*Records supplied*
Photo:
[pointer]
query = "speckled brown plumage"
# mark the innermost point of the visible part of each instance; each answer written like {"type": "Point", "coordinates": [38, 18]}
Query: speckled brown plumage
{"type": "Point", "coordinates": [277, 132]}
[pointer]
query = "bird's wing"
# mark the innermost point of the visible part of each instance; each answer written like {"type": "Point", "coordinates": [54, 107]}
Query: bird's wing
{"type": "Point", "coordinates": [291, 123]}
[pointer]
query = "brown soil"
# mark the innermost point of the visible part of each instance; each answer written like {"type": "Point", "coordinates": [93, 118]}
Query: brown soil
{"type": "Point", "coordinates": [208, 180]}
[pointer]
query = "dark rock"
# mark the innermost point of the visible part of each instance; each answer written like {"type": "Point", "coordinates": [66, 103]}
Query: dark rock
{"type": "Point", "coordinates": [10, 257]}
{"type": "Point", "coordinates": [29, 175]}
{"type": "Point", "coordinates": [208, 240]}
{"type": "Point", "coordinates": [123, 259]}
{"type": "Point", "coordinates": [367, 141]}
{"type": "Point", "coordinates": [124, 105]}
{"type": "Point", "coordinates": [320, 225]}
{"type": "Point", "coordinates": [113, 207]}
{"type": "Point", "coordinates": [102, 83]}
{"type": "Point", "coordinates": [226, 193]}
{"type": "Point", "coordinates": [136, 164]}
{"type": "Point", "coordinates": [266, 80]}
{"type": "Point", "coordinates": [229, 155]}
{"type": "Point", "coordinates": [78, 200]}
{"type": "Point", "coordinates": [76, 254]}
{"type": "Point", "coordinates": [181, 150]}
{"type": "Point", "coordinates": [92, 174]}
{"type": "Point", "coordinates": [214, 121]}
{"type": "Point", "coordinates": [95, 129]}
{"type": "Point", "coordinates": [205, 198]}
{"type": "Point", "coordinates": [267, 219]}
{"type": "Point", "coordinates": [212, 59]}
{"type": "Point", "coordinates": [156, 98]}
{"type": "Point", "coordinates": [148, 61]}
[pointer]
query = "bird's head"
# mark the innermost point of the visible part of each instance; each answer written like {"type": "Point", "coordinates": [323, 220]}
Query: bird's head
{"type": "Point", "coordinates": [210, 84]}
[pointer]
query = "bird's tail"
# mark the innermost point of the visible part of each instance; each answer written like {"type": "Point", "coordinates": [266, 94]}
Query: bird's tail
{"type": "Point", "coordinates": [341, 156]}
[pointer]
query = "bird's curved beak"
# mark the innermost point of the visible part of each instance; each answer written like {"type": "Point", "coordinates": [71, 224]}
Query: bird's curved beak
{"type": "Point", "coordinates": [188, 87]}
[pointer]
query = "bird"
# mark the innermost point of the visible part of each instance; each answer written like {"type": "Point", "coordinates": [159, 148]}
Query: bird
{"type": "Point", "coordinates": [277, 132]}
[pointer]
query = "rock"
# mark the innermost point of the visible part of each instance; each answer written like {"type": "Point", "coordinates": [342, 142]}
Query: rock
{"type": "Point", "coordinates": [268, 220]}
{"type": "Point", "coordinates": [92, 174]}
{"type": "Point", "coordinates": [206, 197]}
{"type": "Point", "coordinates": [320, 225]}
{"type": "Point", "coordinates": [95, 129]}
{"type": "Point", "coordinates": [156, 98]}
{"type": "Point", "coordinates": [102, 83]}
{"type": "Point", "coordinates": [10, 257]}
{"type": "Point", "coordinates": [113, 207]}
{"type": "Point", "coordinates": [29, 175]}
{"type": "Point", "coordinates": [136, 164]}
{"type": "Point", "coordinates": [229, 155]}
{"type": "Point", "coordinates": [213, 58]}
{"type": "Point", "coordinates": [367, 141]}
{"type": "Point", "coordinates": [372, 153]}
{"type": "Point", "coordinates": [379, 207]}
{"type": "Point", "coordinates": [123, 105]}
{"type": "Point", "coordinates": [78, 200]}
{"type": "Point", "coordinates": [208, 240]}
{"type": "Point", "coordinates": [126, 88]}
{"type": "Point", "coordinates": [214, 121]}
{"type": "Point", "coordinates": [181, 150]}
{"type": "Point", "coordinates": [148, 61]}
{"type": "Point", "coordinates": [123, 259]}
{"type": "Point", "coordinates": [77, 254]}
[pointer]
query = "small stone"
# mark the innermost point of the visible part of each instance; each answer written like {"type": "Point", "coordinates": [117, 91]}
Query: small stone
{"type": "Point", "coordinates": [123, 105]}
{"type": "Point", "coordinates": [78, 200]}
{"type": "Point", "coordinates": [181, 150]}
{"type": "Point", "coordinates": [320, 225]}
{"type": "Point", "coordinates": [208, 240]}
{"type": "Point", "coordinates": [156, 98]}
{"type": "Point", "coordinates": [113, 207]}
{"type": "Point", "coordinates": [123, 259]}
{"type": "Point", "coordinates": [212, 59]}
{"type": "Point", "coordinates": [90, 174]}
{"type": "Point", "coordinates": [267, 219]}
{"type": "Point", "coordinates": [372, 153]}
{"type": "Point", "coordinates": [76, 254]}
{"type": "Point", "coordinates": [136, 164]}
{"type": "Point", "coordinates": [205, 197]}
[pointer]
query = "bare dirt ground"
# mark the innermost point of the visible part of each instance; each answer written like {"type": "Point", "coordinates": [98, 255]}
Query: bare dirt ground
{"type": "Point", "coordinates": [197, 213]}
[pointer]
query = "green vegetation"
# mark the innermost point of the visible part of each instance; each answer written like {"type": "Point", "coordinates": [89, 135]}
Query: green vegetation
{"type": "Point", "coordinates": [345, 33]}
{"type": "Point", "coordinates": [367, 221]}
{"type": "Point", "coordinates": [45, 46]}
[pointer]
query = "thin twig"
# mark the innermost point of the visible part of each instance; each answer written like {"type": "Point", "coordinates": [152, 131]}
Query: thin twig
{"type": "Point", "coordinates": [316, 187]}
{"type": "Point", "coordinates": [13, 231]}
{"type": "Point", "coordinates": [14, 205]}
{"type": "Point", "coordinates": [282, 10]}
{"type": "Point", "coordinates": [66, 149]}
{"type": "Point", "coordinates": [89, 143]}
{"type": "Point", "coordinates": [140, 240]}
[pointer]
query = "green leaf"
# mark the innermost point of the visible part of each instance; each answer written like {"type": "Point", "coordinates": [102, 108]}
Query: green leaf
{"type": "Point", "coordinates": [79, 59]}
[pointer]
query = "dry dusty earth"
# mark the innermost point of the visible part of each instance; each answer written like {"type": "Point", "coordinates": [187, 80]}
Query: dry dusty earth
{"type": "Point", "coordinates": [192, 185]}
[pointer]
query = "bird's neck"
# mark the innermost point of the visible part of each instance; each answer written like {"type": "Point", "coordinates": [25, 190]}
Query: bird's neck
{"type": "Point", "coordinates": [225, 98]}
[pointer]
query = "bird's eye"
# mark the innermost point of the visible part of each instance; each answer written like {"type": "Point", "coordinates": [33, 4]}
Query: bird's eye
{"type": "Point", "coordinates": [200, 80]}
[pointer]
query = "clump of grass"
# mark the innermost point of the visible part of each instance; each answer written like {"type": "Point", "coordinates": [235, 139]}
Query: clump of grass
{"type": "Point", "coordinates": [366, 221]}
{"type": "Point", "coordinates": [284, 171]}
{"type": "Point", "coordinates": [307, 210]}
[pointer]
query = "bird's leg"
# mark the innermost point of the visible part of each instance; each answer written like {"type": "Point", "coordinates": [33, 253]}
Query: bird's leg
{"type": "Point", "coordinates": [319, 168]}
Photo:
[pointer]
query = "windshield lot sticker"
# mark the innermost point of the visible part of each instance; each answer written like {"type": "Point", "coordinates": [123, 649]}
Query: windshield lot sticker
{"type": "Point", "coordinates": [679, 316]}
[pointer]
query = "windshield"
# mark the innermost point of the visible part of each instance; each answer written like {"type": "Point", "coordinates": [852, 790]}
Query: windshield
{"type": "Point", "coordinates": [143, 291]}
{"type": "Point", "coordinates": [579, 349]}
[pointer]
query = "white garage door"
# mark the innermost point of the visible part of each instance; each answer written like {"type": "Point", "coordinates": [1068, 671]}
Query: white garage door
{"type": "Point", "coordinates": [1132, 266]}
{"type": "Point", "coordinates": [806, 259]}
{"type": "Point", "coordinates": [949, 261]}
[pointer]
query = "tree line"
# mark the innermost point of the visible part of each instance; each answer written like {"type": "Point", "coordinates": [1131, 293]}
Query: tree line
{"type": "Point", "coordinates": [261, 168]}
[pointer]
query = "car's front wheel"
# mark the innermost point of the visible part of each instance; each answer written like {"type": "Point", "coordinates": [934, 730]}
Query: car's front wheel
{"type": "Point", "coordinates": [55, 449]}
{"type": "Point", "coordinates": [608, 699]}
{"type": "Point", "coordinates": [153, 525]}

*Exercise aim*
Return every line of the records that contains the string "white", matching case exactly.

*Task answer*
query = "white garage door"
Query: white garage door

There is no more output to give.